[WHAT YOU ARE ASKED TO DO]: Could you copy out all of the records below word for word, leaving the pictures out of your answer?

================

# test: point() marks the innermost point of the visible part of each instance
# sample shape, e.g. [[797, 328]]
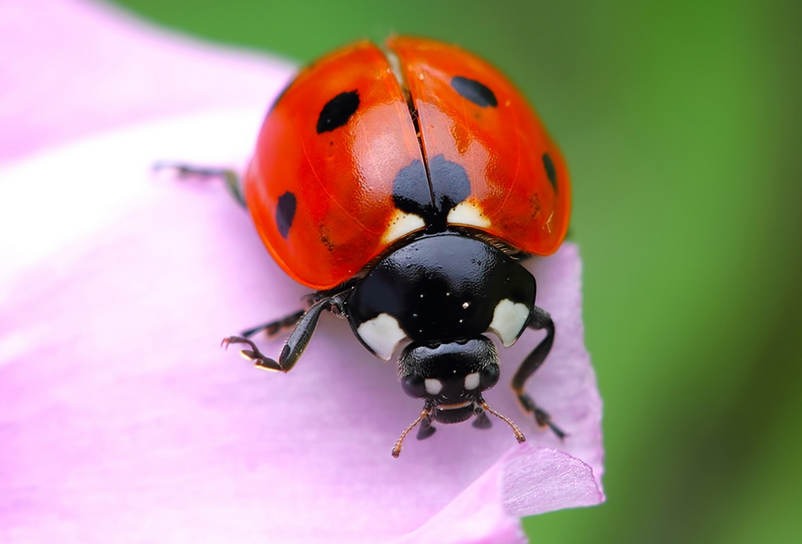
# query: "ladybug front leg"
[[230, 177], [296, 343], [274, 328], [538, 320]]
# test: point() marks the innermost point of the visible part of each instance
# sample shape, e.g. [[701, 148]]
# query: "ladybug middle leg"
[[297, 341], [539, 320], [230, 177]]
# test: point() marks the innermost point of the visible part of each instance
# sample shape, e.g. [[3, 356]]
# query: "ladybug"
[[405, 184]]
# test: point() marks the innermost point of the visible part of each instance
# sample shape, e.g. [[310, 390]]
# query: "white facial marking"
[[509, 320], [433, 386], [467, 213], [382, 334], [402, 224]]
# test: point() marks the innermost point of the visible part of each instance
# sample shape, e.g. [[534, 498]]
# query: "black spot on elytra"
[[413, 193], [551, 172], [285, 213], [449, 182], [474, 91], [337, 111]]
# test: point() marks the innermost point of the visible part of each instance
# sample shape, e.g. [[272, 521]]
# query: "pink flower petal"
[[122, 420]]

================

[FINAL RESULT]:
# test: point() marks the innermost point of the visible part of each instance
# sample shape, e.g. [[797, 328]]
# query: "ladybug front leg"
[[230, 177], [296, 343], [274, 328], [538, 320]]
# test: point() marks the innermost point of the visible part of each instance
# sample shape, e.g. [[701, 148]]
# query: "ladybug middle leg"
[[297, 341], [539, 320], [230, 177]]
# test: point() marks the innermost point of the visible part of each instance
# sample shape, e.g. [[3, 356]]
# query: "ladybug"
[[405, 184]]
# test: point() marks the innermost point of the visible part of each instance
# sample shape, e.g. [[310, 390]]
# query: "white facial marking"
[[509, 320], [433, 386], [467, 213], [382, 334], [402, 224]]
# test: point() marks the innermost point of the visible part of each instance
# sample shape, e.g. [[534, 498]]
# query: "black spot on elytra"
[[413, 193], [551, 172], [285, 213], [449, 182], [474, 91], [337, 111]]
# test: point() marks the innermost point of the visible part of each instance
# sample shape, e.g. [[272, 521]]
# query: "pink flower petal"
[[122, 420]]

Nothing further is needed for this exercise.